* _DATA ENTRIES_
"""

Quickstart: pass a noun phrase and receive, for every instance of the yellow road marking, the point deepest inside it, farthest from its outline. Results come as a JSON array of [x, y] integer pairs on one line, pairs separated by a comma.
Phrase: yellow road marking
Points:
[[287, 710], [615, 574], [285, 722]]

"""
"""

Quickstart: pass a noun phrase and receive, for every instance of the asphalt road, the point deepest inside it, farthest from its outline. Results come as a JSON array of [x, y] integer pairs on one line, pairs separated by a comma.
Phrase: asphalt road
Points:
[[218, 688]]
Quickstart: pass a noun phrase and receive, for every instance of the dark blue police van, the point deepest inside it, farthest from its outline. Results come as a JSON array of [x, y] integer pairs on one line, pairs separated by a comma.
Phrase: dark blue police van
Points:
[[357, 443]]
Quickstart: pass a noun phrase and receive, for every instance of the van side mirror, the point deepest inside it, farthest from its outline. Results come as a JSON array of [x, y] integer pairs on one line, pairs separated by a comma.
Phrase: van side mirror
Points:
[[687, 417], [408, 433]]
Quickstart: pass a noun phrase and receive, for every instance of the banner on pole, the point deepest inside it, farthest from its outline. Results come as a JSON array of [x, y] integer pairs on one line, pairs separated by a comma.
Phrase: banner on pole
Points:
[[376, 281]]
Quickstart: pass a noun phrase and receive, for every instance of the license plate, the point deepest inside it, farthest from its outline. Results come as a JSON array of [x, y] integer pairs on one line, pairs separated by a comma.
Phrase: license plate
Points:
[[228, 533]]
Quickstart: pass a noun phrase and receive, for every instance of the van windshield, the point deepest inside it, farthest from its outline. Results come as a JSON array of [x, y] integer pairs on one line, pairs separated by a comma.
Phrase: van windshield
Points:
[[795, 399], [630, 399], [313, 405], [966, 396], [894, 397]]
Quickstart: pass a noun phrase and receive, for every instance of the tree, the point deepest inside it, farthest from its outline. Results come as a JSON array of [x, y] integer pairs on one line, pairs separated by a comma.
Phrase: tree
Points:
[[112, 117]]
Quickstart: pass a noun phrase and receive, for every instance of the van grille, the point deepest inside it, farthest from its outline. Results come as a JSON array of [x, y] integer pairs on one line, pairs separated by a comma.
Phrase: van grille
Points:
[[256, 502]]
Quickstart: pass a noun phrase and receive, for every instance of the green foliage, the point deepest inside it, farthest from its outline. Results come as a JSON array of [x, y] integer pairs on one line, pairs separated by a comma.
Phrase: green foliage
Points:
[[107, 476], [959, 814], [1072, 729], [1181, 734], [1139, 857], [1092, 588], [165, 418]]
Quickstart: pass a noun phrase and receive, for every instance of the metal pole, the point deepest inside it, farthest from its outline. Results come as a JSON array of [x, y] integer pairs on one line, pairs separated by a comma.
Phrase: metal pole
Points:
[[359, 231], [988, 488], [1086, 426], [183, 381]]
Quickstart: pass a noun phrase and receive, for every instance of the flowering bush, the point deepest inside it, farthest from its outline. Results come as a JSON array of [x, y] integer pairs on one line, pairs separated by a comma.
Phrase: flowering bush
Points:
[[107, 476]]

"""

Pull out every line in the records above that contains the word "flowering", treating uppercase and lowercase letters as different.

* _ANSWER FOR THE TASK_
Quickstart: pass a noun phrase and receive, for every instance of the flowering bush, the point deepest inside it, farthest from its outline. Results come as a JSON array of [x, y] integer pairs on one line, pairs separated by a comma.
Phrase: flowering bush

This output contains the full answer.